_AVAILABLE RECORDS_
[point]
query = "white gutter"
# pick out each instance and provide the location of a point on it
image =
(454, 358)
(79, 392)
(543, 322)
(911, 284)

--

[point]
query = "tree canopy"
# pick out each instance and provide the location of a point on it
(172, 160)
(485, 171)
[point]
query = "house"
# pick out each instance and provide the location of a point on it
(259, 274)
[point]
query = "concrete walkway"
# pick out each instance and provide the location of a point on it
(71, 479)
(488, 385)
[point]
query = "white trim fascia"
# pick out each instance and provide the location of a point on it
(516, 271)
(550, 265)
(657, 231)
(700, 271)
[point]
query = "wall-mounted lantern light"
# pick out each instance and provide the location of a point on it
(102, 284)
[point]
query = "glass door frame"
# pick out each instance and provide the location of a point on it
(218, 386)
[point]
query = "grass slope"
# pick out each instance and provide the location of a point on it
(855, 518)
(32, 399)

_REQUIRED WORK_
Gather each line of the records above that contains the word "white" and copy those lines in full.

_COMPLETE RESPONSE_
query = "white gutter"
query = "white trim fascia"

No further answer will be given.